(THE RECORDS)

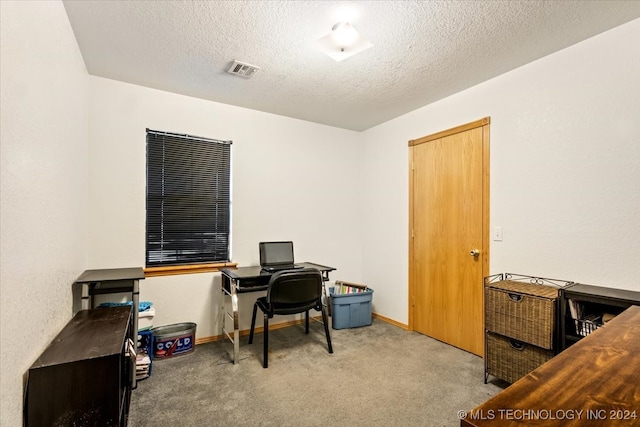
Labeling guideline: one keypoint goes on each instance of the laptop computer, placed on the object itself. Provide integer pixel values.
(276, 256)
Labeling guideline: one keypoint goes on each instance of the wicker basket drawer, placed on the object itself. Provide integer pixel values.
(510, 360)
(522, 311)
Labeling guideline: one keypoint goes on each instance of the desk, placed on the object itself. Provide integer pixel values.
(596, 382)
(248, 279)
(113, 281)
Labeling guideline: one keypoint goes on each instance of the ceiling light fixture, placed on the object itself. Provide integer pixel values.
(343, 41)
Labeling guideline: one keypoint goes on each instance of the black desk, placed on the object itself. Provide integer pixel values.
(248, 279)
(112, 281)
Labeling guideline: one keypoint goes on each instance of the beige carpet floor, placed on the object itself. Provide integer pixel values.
(379, 375)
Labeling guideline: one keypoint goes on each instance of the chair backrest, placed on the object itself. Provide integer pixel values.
(295, 288)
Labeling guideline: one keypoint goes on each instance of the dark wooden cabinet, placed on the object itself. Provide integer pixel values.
(586, 308)
(84, 377)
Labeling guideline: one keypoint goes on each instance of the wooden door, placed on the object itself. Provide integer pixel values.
(449, 241)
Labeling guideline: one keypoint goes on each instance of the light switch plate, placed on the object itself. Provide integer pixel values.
(497, 234)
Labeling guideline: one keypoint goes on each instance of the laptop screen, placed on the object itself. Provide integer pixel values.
(276, 253)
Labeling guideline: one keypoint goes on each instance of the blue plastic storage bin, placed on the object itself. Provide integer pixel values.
(351, 310)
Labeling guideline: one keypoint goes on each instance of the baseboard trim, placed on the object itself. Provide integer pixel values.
(275, 326)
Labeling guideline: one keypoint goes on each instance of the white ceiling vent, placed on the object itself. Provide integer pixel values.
(242, 69)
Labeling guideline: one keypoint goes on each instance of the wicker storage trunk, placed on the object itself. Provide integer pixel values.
(510, 359)
(521, 327)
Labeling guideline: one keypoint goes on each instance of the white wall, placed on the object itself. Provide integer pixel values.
(43, 195)
(291, 180)
(565, 170)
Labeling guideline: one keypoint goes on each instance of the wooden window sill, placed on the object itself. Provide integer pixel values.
(186, 269)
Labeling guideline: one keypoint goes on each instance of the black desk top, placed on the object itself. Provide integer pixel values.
(111, 274)
(253, 278)
(623, 295)
(255, 271)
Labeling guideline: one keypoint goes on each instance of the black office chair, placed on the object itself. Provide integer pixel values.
(291, 292)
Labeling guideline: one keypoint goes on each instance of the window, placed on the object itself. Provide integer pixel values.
(188, 199)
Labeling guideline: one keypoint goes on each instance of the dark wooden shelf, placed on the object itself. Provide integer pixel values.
(595, 298)
(84, 377)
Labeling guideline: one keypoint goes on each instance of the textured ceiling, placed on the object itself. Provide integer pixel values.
(423, 50)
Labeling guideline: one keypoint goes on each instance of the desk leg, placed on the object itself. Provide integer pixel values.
(235, 336)
(236, 326)
(135, 298)
(85, 296)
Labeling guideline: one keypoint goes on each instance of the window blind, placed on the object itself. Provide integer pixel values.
(188, 199)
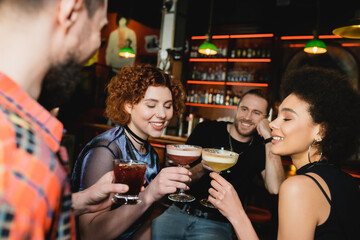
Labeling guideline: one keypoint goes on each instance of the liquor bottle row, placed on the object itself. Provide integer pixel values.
(214, 96)
(250, 53)
(246, 74)
(222, 52)
(208, 73)
(236, 74)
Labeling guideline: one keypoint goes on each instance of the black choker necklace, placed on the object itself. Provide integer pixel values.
(135, 137)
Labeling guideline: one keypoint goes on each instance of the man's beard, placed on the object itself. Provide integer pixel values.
(248, 134)
(59, 83)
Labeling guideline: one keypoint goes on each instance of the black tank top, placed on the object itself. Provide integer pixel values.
(344, 218)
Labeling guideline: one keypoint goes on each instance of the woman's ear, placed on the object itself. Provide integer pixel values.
(128, 107)
(68, 12)
(320, 133)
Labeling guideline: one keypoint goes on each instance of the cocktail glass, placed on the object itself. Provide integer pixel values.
(219, 160)
(132, 173)
(183, 155)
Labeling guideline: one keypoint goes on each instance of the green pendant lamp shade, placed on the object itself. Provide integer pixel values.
(315, 46)
(127, 52)
(207, 48)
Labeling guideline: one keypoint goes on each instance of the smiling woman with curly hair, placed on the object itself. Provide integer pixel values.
(318, 127)
(130, 84)
(142, 100)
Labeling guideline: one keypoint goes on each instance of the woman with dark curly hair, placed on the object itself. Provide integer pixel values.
(141, 102)
(318, 127)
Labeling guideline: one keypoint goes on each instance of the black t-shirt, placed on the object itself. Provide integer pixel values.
(213, 134)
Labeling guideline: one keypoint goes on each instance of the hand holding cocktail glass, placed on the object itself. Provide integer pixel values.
(130, 172)
(183, 155)
(219, 160)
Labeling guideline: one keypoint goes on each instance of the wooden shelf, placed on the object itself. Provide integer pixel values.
(249, 84)
(243, 60)
(210, 105)
(204, 82)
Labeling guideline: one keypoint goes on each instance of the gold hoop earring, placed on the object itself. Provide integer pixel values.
(310, 149)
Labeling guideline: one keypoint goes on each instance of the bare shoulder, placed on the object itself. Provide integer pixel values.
(297, 186)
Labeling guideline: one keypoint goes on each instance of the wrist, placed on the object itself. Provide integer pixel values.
(268, 140)
(77, 203)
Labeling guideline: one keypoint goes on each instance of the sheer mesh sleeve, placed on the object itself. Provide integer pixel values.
(97, 162)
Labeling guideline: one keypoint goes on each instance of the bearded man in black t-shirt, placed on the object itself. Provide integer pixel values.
(250, 136)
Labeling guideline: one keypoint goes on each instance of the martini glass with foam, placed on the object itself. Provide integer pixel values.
(183, 155)
(219, 160)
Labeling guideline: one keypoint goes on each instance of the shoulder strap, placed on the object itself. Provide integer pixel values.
(321, 188)
(335, 211)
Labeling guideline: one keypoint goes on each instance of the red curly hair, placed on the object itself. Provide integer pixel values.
(130, 85)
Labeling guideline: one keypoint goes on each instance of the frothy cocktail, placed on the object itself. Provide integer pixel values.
(183, 154)
(219, 159)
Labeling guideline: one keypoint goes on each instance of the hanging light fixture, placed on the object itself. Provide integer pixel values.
(207, 47)
(351, 29)
(316, 46)
(127, 51)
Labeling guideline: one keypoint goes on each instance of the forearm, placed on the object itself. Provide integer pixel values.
(112, 223)
(79, 203)
(274, 171)
(242, 226)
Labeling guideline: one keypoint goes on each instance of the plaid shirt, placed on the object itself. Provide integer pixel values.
(35, 198)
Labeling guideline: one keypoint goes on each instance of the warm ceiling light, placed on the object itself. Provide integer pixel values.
(350, 30)
(127, 52)
(207, 47)
(315, 46)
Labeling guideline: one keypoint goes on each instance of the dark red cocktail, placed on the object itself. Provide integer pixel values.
(130, 172)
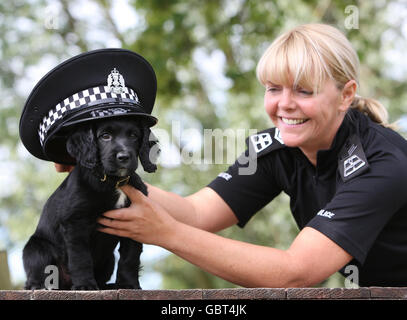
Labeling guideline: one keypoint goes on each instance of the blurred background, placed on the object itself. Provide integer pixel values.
(204, 54)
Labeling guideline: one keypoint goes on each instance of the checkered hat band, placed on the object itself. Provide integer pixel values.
(80, 100)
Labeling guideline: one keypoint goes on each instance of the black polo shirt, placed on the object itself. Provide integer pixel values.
(356, 195)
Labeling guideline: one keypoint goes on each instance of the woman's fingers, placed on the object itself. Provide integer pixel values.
(135, 196)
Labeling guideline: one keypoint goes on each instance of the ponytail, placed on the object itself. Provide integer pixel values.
(374, 110)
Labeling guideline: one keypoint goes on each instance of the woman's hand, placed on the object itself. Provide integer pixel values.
(144, 221)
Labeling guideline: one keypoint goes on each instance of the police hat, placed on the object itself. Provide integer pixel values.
(94, 85)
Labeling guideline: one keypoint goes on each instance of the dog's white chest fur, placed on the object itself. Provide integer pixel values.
(121, 201)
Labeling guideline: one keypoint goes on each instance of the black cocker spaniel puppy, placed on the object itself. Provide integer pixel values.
(106, 152)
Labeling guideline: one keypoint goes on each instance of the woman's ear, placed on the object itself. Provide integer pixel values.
(82, 146)
(149, 150)
(348, 94)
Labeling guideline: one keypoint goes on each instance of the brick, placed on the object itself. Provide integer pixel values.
(190, 294)
(328, 293)
(97, 295)
(15, 295)
(53, 295)
(388, 293)
(245, 294)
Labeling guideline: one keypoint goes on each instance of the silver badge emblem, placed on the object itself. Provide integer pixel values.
(352, 164)
(115, 82)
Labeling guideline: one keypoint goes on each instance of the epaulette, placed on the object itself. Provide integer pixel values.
(352, 159)
(264, 142)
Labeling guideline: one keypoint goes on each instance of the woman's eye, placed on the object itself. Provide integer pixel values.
(305, 92)
(272, 89)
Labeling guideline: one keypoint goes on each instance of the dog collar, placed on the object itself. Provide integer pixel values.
(119, 183)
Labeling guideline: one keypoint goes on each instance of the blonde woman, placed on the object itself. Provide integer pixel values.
(331, 151)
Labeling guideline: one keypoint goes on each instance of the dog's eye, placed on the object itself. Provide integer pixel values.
(105, 137)
(134, 135)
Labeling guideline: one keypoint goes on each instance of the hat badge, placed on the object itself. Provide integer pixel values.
(115, 82)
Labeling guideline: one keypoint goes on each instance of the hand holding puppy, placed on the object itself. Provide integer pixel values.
(144, 221)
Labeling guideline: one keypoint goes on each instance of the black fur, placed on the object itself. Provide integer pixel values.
(66, 235)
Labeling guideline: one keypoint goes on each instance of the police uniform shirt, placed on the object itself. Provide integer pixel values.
(356, 195)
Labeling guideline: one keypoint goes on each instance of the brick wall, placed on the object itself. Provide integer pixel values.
(370, 293)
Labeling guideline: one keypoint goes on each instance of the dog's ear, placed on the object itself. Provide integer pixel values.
(82, 146)
(149, 150)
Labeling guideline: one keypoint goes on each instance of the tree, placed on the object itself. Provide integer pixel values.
(204, 54)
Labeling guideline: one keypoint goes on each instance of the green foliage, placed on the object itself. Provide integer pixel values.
(173, 36)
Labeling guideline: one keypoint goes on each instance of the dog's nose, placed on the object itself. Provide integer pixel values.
(123, 156)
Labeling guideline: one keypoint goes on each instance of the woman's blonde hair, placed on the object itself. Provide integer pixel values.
(310, 54)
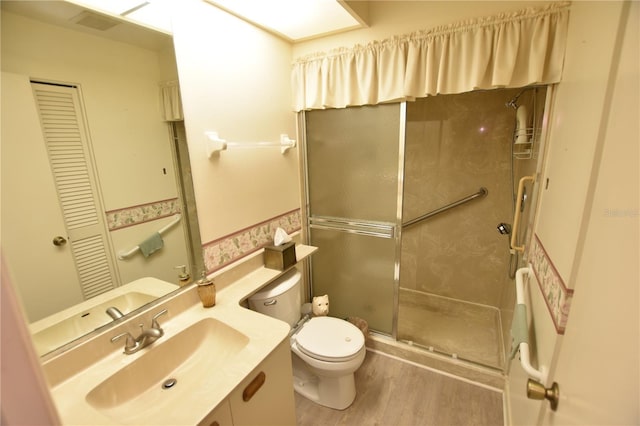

(End THE RECORDS)

## [TASK DIRECTIONS]
Would you restate word for word each line from the one that holds "the tree, placed" to the end of the material, both ends included, without the pictures?

## [EXERCISE RESPONSE]
Labeling guideline: one keypoint goes on each instance of the tree, placed on the object itself. Provide integer pixel values.
(204, 54)
Labeling guideline: one keypoint goes on each instance of the green foliage, placed on the object itself. Provide integer pixel values.
(173, 36)
Labeling guideline: one keypoint goes on each instance of the dog's nose, placed on the object itself. Provide integer pixel values.
(123, 156)
Labeling guideline: one keypoint goes on each instance of the woman's blonde hair, placed on the object itself. Provide integer pixel values.
(310, 54)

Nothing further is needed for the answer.